**Page**
If you follow financial industry information, you may have read that it’s best to reduce risk in your portfolio as you near retirement. This is one of the questions many of our clients ask because their research leads them into confusion and perhaps a bit of panic.
“This says I’m supposed to make my portfolio more conservative. But I’m worried that I won’t have enough money when I need it later.”
That’s a very valid concern. And the advice is generally true. But there is another way to reduce risk in your portfolio and still achieve your long-term goals: develop an asset allocation strategy.
How to manage risk and achieve your financial goals
What is financial risk? Risk is any investment uncertainty that can negatively affect your financial outcome.
But risk can be a double-edged sword no matter where you are on your path to retirement.
- Being too conservative can weaken your money-earning capacity to the point of harm, and
- Carrying too much risk in aggressive portfolio elements could bite you if the market should come down later.
Is there a magic formula for acceptable risk as you near retirement?

**Task directions**
Carry on writing the piece about managing portfolio risk near retirement, starting right after its last line.

**Data section**
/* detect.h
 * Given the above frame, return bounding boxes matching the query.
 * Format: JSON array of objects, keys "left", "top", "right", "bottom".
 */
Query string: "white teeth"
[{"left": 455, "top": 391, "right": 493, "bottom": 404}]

**Exercise result**
First tame your emotions
We’ve often said that the worst thing you can do is let your emotions get the best of you when you’re configuring your portfolio. Just because retirement is looming larger and more frightening with each passing year doesn’t mean you should pull everything in your portfolio out and stash it in a CD just because it’s ‘safer.’ Anxiety and fear could lead you to make that move thinking it’s best for you.
You’d have less risk of loss, but also less chance for gain.
You need a good balancing act now, taming your emotions as you do so. Retirement, after all, is a nerve-jangling time of transition. Life is about to change dramatically. Your financial decisions as you move toward this big transition will have long-term impact.
Luckily, you may have plenty of experience with life transitions. You likely faced the same seismic life and financial-planning shifts before. When you went to college, graduated, got married, bought a house and had kids all have similar emotional impact. So, whether you realize it or not, you’re a bit of an expert at planning your forward-thinking investment steps. Retirement is just the next big transition, bringing with it some very emotional impacts. Retirement is a big transition. After years of actively earning money at your job, you are now living according to what you’ve saved and what your portfolio provides.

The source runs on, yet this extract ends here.